Work to be completed: Word for word, print each line of the listing below; pictures stay out.

* Begin Excerpted data *

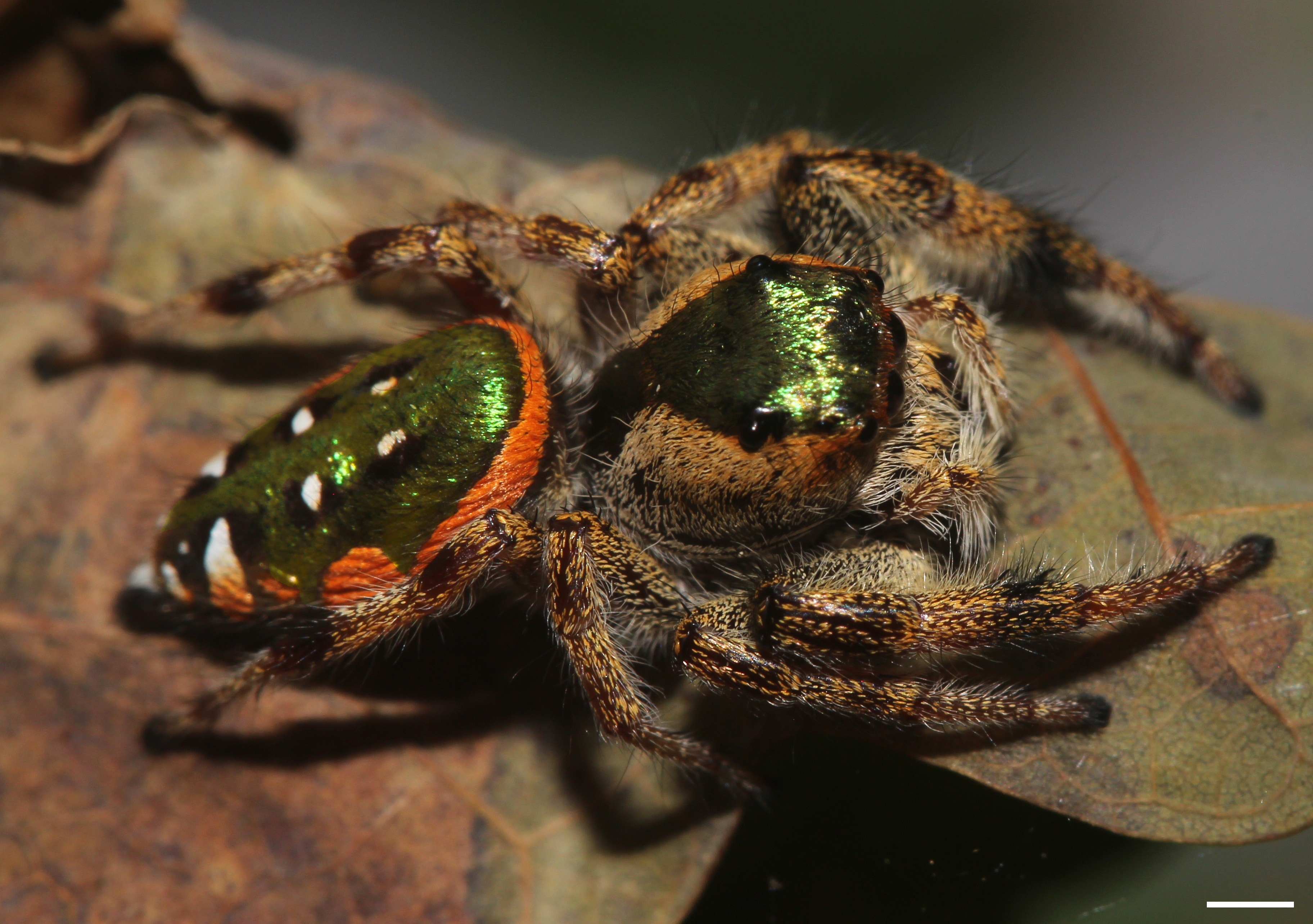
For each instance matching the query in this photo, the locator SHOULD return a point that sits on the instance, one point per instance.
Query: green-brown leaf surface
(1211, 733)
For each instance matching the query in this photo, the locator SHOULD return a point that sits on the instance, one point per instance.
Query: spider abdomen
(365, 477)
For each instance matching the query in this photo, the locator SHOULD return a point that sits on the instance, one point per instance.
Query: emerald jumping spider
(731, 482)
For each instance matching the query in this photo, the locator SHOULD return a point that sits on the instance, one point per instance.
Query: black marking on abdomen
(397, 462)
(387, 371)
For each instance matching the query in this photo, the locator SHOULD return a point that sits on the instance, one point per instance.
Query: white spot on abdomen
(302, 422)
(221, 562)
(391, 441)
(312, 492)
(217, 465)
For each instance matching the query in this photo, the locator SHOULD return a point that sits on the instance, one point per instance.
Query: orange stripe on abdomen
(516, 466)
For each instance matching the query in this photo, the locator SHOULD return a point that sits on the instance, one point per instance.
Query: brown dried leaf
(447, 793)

* End Excerpted data *

Completed task:
For each instance matching the query in this photo, the locator SHOULD return a point that sits on the instance, one point per instance.
Query: green-brown leaf surface
(1211, 733)
For each instance matching the query in this photo, the locator SHOULD return a point that sits on the instance, one point per instance.
Query: spider abdomen
(365, 477)
For each instance matching the query in this photo, the locator SHOULD return a point that sits on the instance, one point per instance.
Query: emerald jumping spider
(731, 482)
For each instance matching the query in this photo, the locator SHOULD return a point that sits on the instance, one point per instance.
Query: black marking on abdomen
(397, 462)
(387, 371)
For each instance matching the query in this photo, the locator SHOULD return a point that sits on the instance, one point per instance.
Query: white spot on abdomen
(302, 422)
(221, 562)
(391, 441)
(312, 492)
(217, 465)
For each instance matching the query in this photo, the locator SHOULD return a point that sits on the instance, one point per instance.
Query: orange stripe on abdomen
(516, 466)
For each instance matching the query in this photo, the locator SHOULD return a point that sits on the instance, one point per instance.
Query: brown dried leaf
(447, 793)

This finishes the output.